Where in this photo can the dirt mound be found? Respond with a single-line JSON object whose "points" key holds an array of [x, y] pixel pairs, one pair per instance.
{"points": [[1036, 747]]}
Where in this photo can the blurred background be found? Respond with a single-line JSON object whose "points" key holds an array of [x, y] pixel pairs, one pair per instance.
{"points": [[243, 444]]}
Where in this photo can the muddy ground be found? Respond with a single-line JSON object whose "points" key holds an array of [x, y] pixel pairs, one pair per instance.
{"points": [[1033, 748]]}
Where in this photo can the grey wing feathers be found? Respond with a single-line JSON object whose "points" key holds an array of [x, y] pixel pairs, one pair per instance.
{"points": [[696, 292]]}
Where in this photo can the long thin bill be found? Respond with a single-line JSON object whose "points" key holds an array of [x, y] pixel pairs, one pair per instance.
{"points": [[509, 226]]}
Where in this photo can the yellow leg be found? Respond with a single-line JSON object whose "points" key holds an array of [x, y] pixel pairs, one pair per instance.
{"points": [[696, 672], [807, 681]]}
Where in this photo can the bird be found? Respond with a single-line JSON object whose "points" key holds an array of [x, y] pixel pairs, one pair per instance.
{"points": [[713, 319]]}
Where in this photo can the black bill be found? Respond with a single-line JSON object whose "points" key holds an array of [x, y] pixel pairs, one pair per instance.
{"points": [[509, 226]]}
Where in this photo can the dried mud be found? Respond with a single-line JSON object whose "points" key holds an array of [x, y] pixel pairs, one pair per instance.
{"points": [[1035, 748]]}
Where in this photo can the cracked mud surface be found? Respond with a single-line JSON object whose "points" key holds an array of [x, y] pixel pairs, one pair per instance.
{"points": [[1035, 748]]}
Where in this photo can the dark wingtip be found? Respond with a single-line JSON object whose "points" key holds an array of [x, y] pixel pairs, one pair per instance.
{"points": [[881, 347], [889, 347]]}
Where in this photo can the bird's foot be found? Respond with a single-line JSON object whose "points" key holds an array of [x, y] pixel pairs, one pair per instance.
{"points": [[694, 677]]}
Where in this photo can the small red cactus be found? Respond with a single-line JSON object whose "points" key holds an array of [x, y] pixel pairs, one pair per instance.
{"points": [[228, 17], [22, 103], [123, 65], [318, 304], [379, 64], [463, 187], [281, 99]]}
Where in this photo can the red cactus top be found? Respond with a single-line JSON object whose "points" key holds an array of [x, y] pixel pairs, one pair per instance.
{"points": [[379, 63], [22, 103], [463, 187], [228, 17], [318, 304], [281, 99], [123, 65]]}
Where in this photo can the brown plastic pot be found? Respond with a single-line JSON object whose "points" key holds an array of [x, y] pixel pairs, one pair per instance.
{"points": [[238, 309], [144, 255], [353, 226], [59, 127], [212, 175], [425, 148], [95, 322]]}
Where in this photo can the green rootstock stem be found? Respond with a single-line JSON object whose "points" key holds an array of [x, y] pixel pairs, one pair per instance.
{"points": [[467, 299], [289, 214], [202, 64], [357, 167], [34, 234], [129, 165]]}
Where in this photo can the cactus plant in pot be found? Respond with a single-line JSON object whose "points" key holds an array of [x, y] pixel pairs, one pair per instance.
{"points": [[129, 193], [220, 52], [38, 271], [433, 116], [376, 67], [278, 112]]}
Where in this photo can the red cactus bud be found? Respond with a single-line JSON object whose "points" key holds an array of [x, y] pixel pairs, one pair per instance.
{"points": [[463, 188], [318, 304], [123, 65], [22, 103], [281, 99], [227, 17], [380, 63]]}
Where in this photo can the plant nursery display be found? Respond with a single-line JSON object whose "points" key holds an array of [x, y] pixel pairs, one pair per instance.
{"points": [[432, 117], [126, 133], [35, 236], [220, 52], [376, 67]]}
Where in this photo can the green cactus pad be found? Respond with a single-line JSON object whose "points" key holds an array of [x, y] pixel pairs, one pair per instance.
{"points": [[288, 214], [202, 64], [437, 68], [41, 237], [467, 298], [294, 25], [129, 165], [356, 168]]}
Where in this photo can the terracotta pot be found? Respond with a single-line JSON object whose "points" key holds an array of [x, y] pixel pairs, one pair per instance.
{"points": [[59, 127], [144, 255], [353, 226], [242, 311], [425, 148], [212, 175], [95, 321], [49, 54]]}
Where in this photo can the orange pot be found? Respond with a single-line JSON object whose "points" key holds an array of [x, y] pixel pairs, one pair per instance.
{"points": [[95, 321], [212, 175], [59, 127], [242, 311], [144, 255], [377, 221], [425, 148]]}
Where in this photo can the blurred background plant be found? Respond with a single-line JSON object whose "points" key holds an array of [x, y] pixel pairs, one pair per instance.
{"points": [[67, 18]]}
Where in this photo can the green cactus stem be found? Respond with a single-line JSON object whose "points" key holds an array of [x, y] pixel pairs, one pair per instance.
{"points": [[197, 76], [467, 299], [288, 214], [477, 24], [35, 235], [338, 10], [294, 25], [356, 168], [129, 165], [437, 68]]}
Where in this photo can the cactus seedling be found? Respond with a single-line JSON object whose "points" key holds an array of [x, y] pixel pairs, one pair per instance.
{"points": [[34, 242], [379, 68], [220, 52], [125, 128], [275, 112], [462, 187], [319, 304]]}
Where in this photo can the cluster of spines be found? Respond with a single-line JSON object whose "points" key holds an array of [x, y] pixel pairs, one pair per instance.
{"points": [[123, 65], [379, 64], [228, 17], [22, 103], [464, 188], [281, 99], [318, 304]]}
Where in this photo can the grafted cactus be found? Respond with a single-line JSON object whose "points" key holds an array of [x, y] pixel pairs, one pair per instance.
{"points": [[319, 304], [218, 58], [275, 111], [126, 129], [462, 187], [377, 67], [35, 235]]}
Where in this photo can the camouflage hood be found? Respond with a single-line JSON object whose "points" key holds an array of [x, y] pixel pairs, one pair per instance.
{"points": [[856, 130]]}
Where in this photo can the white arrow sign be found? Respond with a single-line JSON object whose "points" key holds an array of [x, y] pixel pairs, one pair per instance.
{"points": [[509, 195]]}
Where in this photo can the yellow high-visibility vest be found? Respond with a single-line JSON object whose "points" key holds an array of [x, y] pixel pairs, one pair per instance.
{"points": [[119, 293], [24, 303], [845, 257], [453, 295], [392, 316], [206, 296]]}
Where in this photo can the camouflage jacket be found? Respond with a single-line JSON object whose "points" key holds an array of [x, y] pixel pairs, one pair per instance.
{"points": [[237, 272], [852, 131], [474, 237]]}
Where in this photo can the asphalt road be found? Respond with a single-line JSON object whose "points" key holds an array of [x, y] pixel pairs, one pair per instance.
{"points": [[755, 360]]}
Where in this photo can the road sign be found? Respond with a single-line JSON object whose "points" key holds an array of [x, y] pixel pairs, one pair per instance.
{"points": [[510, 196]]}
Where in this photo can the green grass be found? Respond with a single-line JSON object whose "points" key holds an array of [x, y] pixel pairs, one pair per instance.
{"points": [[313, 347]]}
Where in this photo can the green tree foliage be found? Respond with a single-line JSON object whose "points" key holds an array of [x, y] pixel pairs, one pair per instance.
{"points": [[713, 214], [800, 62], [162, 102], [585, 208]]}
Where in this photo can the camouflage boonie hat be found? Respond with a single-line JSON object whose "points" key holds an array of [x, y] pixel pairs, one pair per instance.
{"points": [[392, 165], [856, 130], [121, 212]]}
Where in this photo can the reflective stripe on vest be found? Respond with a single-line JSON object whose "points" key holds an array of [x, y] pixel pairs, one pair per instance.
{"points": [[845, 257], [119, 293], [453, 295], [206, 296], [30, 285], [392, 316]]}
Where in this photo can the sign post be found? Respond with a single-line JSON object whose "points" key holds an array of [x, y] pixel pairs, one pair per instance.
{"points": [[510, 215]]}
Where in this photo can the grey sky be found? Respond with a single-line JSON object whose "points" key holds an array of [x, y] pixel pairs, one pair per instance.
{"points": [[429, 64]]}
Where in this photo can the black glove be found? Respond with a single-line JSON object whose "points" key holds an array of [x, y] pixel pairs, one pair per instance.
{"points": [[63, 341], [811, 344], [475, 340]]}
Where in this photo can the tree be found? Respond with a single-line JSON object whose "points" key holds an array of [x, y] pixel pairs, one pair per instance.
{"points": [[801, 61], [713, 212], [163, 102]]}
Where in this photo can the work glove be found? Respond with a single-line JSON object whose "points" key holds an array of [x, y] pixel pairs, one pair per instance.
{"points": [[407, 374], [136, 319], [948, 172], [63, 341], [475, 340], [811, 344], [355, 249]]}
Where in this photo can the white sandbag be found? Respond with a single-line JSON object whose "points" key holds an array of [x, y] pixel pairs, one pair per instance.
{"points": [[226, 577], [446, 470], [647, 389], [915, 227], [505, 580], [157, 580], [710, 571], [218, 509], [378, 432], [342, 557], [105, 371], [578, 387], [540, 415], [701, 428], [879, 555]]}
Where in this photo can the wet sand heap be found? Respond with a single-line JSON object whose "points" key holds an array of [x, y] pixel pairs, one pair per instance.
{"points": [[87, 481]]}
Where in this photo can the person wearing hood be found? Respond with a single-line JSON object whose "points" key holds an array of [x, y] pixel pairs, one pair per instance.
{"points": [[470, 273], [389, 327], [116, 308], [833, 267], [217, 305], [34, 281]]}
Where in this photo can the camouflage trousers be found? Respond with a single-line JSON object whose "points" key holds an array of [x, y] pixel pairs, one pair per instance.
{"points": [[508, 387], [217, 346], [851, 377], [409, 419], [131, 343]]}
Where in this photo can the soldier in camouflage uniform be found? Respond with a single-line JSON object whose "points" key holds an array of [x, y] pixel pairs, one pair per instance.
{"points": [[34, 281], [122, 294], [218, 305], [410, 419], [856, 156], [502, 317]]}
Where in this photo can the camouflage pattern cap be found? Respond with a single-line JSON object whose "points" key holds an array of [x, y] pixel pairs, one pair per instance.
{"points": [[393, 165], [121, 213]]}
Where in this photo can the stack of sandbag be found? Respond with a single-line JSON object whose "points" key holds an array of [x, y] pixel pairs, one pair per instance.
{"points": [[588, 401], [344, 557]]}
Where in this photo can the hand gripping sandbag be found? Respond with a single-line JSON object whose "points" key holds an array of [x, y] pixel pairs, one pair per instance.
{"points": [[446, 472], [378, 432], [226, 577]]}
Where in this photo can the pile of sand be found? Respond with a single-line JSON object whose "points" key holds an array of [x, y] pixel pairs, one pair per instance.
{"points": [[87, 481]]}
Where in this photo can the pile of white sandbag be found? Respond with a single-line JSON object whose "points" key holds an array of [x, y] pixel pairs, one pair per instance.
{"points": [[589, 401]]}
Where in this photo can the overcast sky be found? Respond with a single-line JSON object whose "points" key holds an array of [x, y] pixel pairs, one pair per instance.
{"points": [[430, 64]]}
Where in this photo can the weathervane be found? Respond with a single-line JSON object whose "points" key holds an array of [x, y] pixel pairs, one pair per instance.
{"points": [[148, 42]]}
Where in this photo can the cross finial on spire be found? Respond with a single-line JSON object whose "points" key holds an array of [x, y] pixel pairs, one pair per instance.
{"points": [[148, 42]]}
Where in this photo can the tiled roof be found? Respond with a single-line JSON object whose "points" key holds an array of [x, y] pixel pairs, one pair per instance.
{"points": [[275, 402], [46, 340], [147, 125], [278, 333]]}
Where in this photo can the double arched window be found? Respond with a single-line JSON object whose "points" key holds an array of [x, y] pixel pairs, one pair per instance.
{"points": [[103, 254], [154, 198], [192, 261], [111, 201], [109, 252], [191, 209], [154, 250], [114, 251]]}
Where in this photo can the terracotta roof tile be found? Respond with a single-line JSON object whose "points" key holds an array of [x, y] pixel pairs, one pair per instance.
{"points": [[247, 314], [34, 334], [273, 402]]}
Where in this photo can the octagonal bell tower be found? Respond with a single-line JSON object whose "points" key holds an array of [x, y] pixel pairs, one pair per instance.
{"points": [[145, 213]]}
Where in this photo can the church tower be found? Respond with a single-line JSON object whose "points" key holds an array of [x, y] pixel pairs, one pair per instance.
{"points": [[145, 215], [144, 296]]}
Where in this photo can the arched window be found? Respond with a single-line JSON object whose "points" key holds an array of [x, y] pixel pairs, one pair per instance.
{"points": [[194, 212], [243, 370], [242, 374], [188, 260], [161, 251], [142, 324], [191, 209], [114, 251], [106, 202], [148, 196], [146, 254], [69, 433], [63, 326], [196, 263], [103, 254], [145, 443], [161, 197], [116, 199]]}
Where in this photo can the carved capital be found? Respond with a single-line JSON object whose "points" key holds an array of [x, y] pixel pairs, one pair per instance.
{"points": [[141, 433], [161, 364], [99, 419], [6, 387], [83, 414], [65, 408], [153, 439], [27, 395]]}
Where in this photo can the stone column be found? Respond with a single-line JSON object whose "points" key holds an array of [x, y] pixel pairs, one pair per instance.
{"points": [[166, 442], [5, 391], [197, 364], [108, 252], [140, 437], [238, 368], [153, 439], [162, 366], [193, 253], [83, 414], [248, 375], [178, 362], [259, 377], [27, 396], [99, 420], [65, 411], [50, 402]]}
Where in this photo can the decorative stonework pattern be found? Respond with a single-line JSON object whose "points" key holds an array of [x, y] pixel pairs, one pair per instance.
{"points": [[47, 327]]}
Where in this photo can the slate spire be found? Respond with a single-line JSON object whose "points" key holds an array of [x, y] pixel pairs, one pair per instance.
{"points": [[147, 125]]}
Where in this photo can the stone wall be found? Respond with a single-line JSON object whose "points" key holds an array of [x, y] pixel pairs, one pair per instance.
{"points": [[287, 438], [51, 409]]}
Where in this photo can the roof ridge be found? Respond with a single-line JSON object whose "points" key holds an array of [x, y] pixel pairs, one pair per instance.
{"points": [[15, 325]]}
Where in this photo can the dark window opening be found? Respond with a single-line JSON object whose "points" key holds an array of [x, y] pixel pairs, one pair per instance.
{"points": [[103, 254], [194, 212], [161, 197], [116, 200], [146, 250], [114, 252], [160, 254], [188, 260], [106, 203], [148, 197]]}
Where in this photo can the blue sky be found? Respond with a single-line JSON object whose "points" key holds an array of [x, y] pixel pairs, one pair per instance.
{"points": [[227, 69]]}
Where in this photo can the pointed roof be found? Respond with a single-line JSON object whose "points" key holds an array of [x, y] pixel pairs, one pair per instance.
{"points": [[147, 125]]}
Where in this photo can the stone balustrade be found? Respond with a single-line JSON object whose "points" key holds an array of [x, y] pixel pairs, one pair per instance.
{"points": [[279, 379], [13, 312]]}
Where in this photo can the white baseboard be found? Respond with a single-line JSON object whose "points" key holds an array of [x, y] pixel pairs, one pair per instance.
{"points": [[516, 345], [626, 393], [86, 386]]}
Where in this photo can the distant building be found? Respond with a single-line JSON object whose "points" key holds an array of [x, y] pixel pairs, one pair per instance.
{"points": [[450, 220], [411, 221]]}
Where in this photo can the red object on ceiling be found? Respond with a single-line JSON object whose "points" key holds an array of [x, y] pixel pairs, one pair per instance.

**********

◆ Task brief: Only the line that contains "Where in this photo can the pointed" and the lines after it, through the end of the data above, are to be repeated exactly.

◆ Answer to this task:
Where in this photo can the pointed roof be found? Respond with a single-line JSON object whose "points" key holds an array of [x, y] pixel pairs, one pair per instance.
{"points": [[147, 125]]}
Where in this photo can the stone balustrade be found? Respond with a single-line JSON object whose "points" key holds an array of [x, y] pixel pairs, one pair per instance.
{"points": [[279, 379], [13, 312]]}
Where in this photo can the white baseboard be found? Respond with a single-line JSON object whose "points" key holds an array of [x, y] pixel pairs, one pair per instance.
{"points": [[516, 345], [626, 393], [86, 386]]}
Where in this photo can the distant building be found? Respond with a single-line JSON object whose "points" key holds an array of [x, y] pixel pairs, one pair per instance.
{"points": [[450, 220], [411, 221]]}
Where in this photo can the red object on ceiling be found? Respond with a single-line JSON object whose "points" key holds an array of [x, y] pixel pairs, one pair per instance.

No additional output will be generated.